**Short exercise:**
Write out precisely the lines beginning with the line that contains "Locate every instance of the small white" and ending with the last line of the entries, and no other lines.

**** Material ****

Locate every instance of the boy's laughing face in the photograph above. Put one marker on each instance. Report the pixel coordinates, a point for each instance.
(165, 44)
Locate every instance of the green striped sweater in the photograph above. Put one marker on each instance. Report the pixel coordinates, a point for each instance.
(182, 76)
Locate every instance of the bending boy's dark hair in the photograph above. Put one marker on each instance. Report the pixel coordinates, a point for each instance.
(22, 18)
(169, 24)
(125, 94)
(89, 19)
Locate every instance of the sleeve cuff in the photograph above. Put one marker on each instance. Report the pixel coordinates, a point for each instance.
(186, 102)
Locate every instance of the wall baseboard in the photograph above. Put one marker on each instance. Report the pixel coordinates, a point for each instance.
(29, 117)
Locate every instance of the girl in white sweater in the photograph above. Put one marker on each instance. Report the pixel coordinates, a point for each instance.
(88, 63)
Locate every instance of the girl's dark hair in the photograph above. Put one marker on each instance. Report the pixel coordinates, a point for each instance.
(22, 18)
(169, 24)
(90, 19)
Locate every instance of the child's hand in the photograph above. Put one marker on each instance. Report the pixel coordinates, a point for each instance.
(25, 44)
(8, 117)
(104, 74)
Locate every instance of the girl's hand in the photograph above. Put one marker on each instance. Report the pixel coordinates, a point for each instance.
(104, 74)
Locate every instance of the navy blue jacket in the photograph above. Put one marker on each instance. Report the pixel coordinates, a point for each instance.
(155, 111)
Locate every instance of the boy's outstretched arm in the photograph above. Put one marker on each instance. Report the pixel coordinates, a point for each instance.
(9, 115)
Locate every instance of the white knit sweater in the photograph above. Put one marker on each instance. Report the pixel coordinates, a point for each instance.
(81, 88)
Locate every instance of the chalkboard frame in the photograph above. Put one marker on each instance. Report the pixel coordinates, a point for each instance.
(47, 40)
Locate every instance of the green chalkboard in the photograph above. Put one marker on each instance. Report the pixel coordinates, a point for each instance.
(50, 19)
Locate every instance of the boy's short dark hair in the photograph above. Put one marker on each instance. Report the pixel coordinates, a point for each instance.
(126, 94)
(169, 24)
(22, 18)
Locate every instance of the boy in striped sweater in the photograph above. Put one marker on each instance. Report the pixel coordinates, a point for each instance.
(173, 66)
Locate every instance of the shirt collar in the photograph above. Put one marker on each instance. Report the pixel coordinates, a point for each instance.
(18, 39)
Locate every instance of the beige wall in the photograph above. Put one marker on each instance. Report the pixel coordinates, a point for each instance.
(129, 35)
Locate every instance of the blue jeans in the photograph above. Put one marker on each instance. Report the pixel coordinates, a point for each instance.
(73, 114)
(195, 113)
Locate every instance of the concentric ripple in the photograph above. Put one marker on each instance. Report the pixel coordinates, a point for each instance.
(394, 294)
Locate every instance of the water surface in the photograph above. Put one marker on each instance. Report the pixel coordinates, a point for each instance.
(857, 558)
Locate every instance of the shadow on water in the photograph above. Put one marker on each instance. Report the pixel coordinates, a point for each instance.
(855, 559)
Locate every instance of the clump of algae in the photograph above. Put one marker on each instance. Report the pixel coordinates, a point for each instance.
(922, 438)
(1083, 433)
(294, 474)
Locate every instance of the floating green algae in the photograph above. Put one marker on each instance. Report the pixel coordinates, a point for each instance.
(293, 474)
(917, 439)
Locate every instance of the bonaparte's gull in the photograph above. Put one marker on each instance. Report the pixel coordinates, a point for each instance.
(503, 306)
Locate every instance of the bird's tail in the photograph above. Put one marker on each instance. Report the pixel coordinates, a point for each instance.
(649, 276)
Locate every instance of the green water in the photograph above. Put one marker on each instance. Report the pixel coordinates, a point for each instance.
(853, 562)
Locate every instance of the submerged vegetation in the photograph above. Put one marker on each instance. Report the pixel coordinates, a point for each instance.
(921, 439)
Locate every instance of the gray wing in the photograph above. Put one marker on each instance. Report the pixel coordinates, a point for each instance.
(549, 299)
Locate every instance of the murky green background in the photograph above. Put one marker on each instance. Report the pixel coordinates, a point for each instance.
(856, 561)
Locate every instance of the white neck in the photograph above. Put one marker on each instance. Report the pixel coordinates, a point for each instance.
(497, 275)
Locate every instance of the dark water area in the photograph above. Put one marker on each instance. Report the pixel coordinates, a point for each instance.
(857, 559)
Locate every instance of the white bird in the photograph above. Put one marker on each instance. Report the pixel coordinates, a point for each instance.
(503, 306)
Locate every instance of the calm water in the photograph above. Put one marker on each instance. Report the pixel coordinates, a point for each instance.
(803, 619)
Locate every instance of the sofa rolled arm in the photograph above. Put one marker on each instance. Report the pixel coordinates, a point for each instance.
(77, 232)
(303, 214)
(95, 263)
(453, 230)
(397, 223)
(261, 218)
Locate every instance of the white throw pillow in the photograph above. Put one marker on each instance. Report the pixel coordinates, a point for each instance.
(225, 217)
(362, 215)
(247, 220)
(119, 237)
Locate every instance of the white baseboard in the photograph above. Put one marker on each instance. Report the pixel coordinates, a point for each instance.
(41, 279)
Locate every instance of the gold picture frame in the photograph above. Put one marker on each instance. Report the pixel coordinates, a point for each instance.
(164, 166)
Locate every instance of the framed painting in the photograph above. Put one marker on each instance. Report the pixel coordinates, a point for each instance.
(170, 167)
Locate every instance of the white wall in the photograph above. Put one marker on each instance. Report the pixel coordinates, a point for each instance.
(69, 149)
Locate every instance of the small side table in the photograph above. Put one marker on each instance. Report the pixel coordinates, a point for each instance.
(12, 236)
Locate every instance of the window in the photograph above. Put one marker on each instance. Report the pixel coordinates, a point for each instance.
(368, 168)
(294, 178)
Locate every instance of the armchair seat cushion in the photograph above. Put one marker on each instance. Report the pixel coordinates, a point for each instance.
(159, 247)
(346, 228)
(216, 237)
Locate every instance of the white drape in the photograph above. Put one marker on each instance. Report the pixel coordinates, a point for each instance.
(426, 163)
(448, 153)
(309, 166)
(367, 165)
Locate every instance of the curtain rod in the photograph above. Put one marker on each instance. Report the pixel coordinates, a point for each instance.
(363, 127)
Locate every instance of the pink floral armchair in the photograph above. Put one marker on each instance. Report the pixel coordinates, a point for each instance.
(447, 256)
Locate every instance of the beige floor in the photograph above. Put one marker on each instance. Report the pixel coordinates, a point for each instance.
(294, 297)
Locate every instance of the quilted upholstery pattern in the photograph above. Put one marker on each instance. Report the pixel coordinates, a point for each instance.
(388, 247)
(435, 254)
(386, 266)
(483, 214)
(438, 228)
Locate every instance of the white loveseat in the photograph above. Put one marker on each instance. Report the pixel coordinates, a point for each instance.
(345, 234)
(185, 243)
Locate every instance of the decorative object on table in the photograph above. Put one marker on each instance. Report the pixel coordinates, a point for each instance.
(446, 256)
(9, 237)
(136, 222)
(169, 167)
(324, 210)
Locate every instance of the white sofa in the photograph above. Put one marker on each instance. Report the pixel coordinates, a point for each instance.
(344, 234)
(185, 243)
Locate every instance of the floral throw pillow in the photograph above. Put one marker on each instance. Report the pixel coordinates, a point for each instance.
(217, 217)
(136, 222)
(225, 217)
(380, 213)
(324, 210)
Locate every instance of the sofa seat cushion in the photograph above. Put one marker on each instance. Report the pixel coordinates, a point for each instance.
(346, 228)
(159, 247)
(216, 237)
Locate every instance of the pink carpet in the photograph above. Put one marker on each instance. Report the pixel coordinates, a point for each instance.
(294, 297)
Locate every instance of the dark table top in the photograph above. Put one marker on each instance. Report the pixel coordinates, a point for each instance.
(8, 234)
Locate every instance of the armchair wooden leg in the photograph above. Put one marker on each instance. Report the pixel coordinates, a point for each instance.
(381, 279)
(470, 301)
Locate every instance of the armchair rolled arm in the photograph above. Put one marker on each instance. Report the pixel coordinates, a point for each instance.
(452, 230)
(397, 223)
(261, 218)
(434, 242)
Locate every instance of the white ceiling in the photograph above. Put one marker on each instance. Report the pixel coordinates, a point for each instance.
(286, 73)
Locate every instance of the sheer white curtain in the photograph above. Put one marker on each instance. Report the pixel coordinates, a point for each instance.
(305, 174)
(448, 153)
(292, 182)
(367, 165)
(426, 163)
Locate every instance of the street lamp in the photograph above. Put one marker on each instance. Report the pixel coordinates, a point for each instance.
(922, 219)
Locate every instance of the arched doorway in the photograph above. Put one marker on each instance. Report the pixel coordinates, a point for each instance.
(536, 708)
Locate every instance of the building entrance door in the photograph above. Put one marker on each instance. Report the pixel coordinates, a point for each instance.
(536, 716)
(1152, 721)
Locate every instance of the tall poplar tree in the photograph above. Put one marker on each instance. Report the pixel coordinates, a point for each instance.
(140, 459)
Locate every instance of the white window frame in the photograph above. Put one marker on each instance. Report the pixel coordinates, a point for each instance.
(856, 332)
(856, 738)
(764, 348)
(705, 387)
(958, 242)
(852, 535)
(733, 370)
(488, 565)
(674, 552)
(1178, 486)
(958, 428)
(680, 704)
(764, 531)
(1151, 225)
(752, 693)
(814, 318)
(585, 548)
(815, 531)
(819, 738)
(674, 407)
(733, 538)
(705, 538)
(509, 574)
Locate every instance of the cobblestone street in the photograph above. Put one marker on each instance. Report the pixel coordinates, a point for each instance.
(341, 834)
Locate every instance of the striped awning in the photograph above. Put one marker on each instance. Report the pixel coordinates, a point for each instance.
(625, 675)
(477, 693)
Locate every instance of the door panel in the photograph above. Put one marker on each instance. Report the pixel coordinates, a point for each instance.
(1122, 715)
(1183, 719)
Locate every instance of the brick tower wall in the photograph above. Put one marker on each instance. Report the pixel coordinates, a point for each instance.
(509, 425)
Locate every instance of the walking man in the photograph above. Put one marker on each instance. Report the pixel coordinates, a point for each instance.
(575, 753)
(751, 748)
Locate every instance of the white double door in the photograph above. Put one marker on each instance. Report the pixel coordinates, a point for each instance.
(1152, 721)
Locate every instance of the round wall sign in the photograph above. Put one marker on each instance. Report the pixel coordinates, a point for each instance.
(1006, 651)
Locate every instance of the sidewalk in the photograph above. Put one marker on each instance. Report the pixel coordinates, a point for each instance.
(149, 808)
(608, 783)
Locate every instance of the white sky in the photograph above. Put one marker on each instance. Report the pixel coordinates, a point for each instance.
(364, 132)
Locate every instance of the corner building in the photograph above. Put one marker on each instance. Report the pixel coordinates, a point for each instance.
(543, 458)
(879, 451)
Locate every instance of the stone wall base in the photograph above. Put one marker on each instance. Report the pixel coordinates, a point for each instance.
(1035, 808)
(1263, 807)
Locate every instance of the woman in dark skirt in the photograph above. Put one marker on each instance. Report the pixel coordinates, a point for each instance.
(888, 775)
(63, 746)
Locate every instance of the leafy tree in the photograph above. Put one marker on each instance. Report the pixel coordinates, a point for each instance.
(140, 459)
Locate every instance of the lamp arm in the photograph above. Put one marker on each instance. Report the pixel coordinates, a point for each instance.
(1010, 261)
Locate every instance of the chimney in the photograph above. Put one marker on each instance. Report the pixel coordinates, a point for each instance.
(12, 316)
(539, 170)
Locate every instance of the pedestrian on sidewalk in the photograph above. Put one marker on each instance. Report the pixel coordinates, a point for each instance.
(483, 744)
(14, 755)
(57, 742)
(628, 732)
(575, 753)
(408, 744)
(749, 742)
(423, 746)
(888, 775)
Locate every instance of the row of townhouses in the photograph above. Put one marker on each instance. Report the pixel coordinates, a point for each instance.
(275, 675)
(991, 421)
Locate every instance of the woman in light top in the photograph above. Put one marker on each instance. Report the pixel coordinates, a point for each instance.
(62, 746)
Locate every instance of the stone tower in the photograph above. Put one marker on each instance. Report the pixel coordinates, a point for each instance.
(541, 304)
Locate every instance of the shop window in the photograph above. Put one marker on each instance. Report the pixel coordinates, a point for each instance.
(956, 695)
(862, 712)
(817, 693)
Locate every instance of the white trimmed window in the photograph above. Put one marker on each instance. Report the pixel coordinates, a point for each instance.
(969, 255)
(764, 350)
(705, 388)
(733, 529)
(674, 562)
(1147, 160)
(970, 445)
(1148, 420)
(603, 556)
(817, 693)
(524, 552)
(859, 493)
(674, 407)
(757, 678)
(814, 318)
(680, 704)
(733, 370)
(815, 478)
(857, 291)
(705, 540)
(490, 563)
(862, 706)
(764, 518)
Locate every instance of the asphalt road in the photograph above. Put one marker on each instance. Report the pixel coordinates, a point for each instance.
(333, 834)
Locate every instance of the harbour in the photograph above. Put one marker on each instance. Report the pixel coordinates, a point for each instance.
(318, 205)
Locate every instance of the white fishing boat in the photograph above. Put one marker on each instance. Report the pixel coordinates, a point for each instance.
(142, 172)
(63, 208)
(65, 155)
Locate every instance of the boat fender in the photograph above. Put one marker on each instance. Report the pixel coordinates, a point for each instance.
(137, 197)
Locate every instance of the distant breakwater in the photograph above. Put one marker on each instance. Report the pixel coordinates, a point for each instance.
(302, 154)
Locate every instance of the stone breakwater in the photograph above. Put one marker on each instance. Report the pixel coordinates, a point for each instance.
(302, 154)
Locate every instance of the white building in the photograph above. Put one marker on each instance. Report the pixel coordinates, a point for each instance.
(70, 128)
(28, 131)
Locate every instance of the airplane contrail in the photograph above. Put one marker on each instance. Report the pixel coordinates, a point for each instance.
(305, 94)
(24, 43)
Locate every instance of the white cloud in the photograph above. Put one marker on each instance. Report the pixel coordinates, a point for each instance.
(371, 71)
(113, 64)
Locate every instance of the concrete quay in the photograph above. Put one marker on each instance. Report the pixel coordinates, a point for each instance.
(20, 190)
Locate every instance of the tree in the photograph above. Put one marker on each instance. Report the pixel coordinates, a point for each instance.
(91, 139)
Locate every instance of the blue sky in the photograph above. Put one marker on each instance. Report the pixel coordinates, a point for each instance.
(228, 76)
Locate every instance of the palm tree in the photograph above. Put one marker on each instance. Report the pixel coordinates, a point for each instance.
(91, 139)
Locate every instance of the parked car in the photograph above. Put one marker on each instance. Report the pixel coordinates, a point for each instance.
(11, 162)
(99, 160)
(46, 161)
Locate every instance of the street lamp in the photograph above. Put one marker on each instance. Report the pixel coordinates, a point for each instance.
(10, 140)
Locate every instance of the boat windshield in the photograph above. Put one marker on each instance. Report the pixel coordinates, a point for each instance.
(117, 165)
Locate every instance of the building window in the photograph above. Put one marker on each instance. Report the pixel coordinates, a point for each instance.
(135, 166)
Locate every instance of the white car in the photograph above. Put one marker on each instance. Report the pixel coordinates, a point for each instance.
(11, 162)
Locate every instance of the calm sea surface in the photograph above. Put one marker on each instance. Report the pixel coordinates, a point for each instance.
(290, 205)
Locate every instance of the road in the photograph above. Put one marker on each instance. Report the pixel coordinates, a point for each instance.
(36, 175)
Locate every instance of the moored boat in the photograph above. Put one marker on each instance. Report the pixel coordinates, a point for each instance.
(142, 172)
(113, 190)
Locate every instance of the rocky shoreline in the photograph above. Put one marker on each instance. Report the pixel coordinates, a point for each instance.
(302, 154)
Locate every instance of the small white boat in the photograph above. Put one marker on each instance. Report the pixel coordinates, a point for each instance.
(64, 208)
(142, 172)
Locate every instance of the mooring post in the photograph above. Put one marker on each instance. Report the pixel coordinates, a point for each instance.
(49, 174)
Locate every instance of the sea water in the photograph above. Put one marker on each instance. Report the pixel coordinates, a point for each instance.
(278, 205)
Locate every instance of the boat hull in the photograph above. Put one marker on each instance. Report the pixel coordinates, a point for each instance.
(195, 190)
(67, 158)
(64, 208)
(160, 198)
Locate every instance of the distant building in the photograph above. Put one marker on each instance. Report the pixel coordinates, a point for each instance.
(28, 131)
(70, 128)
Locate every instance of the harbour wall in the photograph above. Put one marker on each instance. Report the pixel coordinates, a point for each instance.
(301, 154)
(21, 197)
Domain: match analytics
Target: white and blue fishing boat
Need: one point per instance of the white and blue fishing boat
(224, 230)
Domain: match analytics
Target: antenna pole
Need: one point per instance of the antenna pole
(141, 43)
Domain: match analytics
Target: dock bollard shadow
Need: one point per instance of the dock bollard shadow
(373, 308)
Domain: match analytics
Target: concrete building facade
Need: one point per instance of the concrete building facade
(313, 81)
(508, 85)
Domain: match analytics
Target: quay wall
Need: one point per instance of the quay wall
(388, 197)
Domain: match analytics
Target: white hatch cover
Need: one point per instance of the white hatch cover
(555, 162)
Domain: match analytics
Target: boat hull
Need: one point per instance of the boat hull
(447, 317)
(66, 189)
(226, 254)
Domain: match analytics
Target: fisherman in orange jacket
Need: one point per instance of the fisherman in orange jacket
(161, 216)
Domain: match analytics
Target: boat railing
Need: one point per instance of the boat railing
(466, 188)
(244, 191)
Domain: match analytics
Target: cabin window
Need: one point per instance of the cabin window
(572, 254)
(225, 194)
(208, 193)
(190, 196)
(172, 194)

****

**Answer to this problem:**
Locate every instance of the small white boat in the photograph above. Put one marker on each instance. Report the pixel coordinates, a point for each instance.
(64, 208)
(142, 172)
Locate every instance of the mooring post in the photograph above. Put one marker on each instance. Report the pixel coordinates, a point for each instance.
(49, 174)
Locate every instance of the sea water in the photograph above. Put one marker on each instance. Report the pixel coordinates, a point for each instance.
(278, 205)
Locate every instance of the boat hull in the photograph above. Put one marker on each instance. Report the pixel coordinates, a point for each instance.
(195, 190)
(67, 158)
(64, 208)
(160, 198)
Locate every instance of the distant building in the photograph above. Put one marker on each instance. Report the pixel coordinates, a point for each instance.
(28, 131)
(70, 128)
Locate every instance of the harbour wall in the photograph above. Put one marker on each instance. Report the pixel coordinates, a point for each instance.
(301, 154)
(21, 197)
Domain: match analytics
Target: white and blue fishing boat
Need: one point per instance of the white and blue fishing boat
(224, 230)
Domain: match analytics
Target: antenna pole
Need: one point per instance of the antenna pole
(141, 43)
Domain: match analytics
Target: dock bollard shadow
Need: one point per instance of the dock bollard shadow
(373, 308)
Domain: match analytics
Target: concrete building facade
Need: one point per instance of the concrete building facade
(313, 81)
(508, 85)
Domain: match analytics
Target: quay wall
Need: one point per instance of the quay wall
(388, 197)
Domain: match analytics
Target: white hatch cover
Need: one point per instance of the white hatch cover
(555, 162)
Domain: match analytics
Target: boat hull
Need: one point per instance of the boat hull
(447, 317)
(66, 189)
(226, 254)
Domain: match analytics
Target: fisherman in orange jacket
Need: one point per instance of the fisherman in orange jacket
(161, 216)
Domain: match analytics
Target: boat railing
Need: one point per instance of the boat railing
(466, 188)
(244, 191)
Domain: match analytics
Target: cabin window
Need: one point per instance of the cabin window
(572, 254)
(225, 194)
(208, 193)
(190, 196)
(172, 194)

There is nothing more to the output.